PROVIDED TEXT:
___
If sex work were treated like any other profession, many of the problems associated with it, including violence, could be easier to tackle.
Eva Büschi, a professor at the School of Social Work of the University of Applied Sciences Northwestern Switzerland, interviewed managers of sex establishments for a study entitled “Violence in the Sex Business” and concluded that lack of regulation was a major problem for both sex workers and the establishments themselves.
"In other businesses workers get contracts, in which the tasks to be performed, the price and how long they should take are clearly laid down. In the sex business today this is mostly not the case,“ she told swissinfo.ch.
One problem is that managers of sex establishments are afraid of falling foul of the law forbidding the promotion of prostitution, she explained.
But the study shows that violence is a daily reality in the business. It occurs among customers, between the managers and the workers, and among the workers themselves.
However, the managers of the businesses often downplay the issue. They tend to see their main problem as social stigmatisation, Büchi found.
Given that the legal sex business generates a turnover put at SFr3.5 billion ($4.4 billion) per year, Büschi says it should be approached pragmatically, ensuring that workers are given the best possible conditions.
Pius Segmüller, well-known for his Christian convictions (he was for four years the head of the Papal Guard and is a member of the Christian Democrat party), told swissinfo.ch that he personally regards prostitution as immoral, but as commander of the Lucerne police from 2002 to 2006 he had to deal with the practical implications.
His conclusions are similar to Büschi’s.
“Sooner or later we have to give proper recognition to the business, so that it doesn’t drift into criminality,” he said. “We can’t put an end to the oldest profession by driving it underground.”
He says prostitution is safer practised in clubs or brothels than on the street. “The more legal something is, the more possibilities there are for keeping an eye on it.”
Proper working conditions are a key factor in preventing violence by customers, according to Büschi, because the agreement between client and sex worker could then be clearly defined from the very beginning.
Segmüller believes the managers of sex establishments should get together to form an association that would work out the norms to be followed and cooperate with each other.
“That’s the only way to really get to grips with violence and other problems,” he said.
___
DATA SEGMENT:
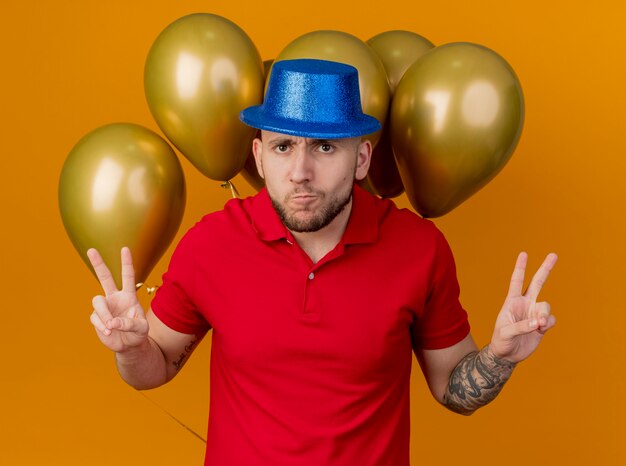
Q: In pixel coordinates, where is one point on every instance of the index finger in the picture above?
(102, 271)
(541, 276)
(517, 278)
___
WHAT YOU SHOULD DO:
Copy out the full text on regulating sex work in Switzerland, word for word.

ANSWER SECTION:
If sex work were treated like any other profession, many of the problems associated with it, including violence, could be easier to tackle.
Eva Büschi, a professor at the School of Social Work of the University of Applied Sciences Northwestern Switzerland, interviewed managers of sex establishments for a study entitled “Violence in the Sex Business” and concluded that lack of regulation was a major problem for both sex workers and the establishments themselves.
"In other businesses workers get contracts, in which the tasks to be performed, the price and how long they should take are clearly laid down. In the sex business today this is mostly not the case,“ she told swissinfo.ch.
One problem is that managers of sex establishments are afraid of falling foul of the law forbidding the promotion of prostitution, she explained.
But the study shows that violence is a daily reality in the business. It occurs among customers, between the managers and the workers, and among the workers themselves.
However, the managers of the businesses often downplay the issue. They tend to see their main problem as social stigmatisation, Büchi found.
Given that the legal sex business generates a turnover put at SFr3.5 billion ($4.4 billion) per year, Büschi says it should be approached pragmatically, ensuring that workers are given the best possible conditions.
Pius Segmüller, well-known for his Christian convictions (he was for four years the head of the Papal Guard and is a member of the Christian Democrat party), told swissinfo.ch that he personally regards prostitution as immoral, but as commander of the Lucerne police from 2002 to 2006 he had to deal with the practical implications.
His conclusions are similar to Büschi’s.
“Sooner or later we have to give proper recognition to the business, so that it doesn’t drift into criminality,” he said. “We can’t put an end to the oldest profession by driving it underground.”
He says prostitution is safer practised in clubs or brothels than on the street. “The more legal something is, the more possibilities there are for keeping an eye on it.”
Proper working conditions are a key factor in preventing violence by customers, according to Büschi, because the agreement between client and sex worker could then be clearly defined from the very beginning.
Segmüller believes the managers of sex establishments should get together to form an association that would work out the norms to be followed and cooperate with each other.
“That’s the only way to really get to grips with violence and other problems,” he said.